■ **Excerpted data**:
####
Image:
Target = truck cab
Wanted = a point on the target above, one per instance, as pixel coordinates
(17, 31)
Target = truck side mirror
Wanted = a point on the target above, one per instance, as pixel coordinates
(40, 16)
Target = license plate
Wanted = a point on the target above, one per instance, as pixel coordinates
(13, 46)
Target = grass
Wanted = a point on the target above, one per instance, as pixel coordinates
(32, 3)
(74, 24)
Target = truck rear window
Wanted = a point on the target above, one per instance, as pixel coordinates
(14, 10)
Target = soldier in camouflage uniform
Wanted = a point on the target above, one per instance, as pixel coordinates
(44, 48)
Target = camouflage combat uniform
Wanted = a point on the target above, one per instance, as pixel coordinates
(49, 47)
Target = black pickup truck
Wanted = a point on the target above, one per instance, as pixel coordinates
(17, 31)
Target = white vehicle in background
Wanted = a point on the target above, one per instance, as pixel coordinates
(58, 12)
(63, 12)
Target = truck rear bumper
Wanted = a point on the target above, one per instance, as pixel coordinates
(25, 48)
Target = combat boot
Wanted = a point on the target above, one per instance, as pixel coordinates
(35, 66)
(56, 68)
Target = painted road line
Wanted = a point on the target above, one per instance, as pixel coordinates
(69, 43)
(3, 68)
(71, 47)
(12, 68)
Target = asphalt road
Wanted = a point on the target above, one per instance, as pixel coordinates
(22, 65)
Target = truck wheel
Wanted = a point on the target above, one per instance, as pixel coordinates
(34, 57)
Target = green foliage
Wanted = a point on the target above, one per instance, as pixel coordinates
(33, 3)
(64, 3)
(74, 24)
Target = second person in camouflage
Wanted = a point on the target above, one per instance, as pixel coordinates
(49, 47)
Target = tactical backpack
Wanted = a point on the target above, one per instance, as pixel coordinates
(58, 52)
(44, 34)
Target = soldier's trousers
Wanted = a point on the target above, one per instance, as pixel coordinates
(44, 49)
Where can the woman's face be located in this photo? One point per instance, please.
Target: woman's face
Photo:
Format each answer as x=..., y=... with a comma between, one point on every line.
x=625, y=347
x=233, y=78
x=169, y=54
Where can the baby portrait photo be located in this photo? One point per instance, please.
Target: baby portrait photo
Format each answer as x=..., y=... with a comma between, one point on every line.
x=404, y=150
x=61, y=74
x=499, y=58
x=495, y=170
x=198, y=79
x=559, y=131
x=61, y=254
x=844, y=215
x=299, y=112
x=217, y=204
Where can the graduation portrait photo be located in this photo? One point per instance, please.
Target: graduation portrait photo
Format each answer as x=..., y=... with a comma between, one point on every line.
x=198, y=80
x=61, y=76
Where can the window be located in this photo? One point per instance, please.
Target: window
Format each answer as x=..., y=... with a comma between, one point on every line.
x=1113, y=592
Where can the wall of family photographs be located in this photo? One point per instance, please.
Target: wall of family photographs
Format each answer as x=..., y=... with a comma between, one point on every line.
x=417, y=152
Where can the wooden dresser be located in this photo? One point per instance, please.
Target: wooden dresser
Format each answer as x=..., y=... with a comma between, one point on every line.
####
■ **Task description**: Your answer must be a copy of every line in the data above that holds the string "soldier".

■ **Output below**:
Target = soldier in camouflage uniform
Target = soldier's trousers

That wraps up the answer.